*** Opening Extracted information ***
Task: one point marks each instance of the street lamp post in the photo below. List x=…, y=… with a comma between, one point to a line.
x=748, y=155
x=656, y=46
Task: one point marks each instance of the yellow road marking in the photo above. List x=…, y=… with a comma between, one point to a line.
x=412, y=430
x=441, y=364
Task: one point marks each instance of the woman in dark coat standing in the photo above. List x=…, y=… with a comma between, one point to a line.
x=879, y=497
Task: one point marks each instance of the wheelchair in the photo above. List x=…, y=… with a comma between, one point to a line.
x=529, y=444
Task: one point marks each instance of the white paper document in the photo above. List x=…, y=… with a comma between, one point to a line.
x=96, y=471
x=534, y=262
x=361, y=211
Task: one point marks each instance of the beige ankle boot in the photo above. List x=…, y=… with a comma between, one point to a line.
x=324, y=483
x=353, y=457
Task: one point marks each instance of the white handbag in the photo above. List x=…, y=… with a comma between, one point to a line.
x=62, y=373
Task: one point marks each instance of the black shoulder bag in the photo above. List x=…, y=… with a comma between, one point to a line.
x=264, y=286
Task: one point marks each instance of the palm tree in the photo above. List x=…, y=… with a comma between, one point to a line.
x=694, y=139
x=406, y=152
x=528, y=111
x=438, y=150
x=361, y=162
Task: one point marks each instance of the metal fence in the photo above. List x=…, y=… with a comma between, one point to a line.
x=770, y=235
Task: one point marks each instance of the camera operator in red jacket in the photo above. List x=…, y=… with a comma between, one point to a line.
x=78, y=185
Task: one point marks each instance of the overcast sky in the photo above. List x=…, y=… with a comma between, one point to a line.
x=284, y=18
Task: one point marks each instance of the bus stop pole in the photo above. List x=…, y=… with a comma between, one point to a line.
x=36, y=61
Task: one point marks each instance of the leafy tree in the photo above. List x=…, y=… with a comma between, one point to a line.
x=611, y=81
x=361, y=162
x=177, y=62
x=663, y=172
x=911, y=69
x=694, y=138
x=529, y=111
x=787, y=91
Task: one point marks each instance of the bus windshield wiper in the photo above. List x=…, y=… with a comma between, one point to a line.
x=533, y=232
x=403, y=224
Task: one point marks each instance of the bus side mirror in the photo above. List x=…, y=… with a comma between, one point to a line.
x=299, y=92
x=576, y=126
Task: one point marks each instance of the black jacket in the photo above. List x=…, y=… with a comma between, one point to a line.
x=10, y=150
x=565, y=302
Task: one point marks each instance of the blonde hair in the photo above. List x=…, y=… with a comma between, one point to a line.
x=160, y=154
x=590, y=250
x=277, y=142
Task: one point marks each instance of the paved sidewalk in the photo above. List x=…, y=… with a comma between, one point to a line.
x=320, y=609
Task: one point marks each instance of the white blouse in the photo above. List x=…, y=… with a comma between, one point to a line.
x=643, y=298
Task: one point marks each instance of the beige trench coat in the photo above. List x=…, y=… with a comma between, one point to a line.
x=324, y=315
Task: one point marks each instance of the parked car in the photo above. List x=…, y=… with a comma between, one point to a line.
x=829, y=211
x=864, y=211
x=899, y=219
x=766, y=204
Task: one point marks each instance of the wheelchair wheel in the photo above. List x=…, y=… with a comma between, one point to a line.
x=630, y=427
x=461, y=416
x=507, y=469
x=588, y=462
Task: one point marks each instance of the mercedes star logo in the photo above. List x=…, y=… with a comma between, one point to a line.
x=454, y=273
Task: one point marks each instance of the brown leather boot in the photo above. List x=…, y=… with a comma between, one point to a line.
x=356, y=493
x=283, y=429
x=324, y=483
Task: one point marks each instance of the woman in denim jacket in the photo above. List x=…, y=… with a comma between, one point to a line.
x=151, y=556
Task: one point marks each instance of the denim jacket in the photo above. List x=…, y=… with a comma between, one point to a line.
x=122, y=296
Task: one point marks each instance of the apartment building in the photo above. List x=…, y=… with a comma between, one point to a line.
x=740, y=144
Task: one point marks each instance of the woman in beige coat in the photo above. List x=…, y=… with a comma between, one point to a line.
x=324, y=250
*** Closing Extracted information ***
■ **Task instructions**:
Set the whole listing down again, unchanged.

■ **Response to this task**:
Task: one point marks each instance of the street lamp post in the photo below. List x=…, y=… with a comma between, one point to a line.
x=748, y=155
x=656, y=46
Task: one point marks each instance of the yellow road marking in the photo above. List x=…, y=… with a comma between, one point to a line.
x=412, y=430
x=441, y=364
Task: one point marks each instance of the woman in dark coat standing in the photo above. List x=…, y=… with a comma between, one point to a line.
x=879, y=497
Task: one point marks each instance of the wheelchair in the photo above. List x=…, y=… with a comma between, one point to a line.
x=529, y=444
Task: one point marks each instance of the white paper document in the photo above. List x=…, y=… with a comma between, one point to a line.
x=96, y=471
x=534, y=262
x=361, y=211
Task: one point marks each instance of the beige ankle boot in the photo above. List x=…, y=… with a comma between, one point to a line.
x=324, y=483
x=353, y=457
Task: one point marks each instance of the white handbag in the photo above. List x=…, y=… with a comma between, one point to a line.
x=62, y=373
Task: one point marks each instance of the black shoulder bag in the photo above. List x=…, y=… with a comma between, one point to a line.
x=264, y=286
Task: one point marks each instance of the palm tree in the photo above. List x=…, y=… with a comma between, one point to a line.
x=694, y=139
x=406, y=152
x=528, y=111
x=438, y=150
x=361, y=162
Task: one point marks each instance of the metal fence in the photo above. List x=…, y=… with a comma between, one point to a line.
x=770, y=235
Task: one point marks each instance of the camera operator in red jacket in the photo above. List x=…, y=… with a comma between, one point to a line.
x=78, y=185
Task: one point marks each instance of the overcast sky in the photo above. List x=…, y=… with a comma between, one point to a line.
x=284, y=18
Task: one point marks each instance of the bus stop pole in the photo above. List x=…, y=… with a comma between, one point to a line.
x=36, y=61
Task: one point marks each instance of the leafy tree in the photo above. List x=…, y=… with a comma between, one point to a line.
x=611, y=81
x=361, y=162
x=177, y=62
x=663, y=172
x=911, y=69
x=694, y=138
x=529, y=111
x=787, y=91
Task: one point marks each instance of the bus windshield wiper in the photo above. List x=…, y=… with a comma between, one point to a line.
x=533, y=232
x=403, y=224
Task: one point marks each instance of the bus side mirror in the photo above. List x=…, y=… with a comma between, one point to a line.
x=299, y=92
x=576, y=126
Task: one point marks each instance of the black jacket in the photo above. List x=…, y=… with a comma between, one point to a line.
x=10, y=150
x=565, y=302
Task: one point marks each instance of the blonde hair in the photo above. List x=…, y=… with a comma between, one point to a line.
x=160, y=154
x=590, y=250
x=277, y=142
Task: one point marks each instance of the paved sidewalk in the photo above. List x=…, y=… with a comma between, one point to a line.
x=320, y=609
Task: one point marks each instance of the white blouse in the photo above. List x=…, y=… with a comma between, one point to a line.
x=643, y=298
Task: one point marks each instance of the beige trench coat in the photo above. List x=…, y=… with a comma between, one point to a line.
x=324, y=315
Task: one point marks each instance of the parked car in the photo above. List x=…, y=… with a comma between, one point to a line.
x=829, y=211
x=864, y=211
x=899, y=219
x=766, y=204
Task: one point marks each instance of the wheelchair wheel in the photo above. List x=…, y=… with a comma between, one point to a line.
x=630, y=427
x=461, y=416
x=507, y=469
x=588, y=462
Task: one point marks each instance of the mercedes star logo in the photo above. List x=…, y=… with a comma between, one point to a line.
x=454, y=273
Task: one point marks each instance of the brown leather boot in the photo above. List x=…, y=… with a comma between, one point to a line.
x=356, y=493
x=283, y=429
x=324, y=483
Task: one point marks each instance of the woman in denim jacket in the photo above. List x=…, y=… with a comma between, one point to a line.
x=151, y=556
Task: one point marks each instance of the denim jacket in the photo above. List x=…, y=… with a comma between, one point to a line.
x=122, y=296
Task: one point marks each instance of the apartment building in the photo above. List x=…, y=… with a comma between, one point to a line.
x=740, y=144
Task: one point marks each instance of the woman in beige coat in the photo above. List x=…, y=… with a comma between, one point to a line.
x=324, y=250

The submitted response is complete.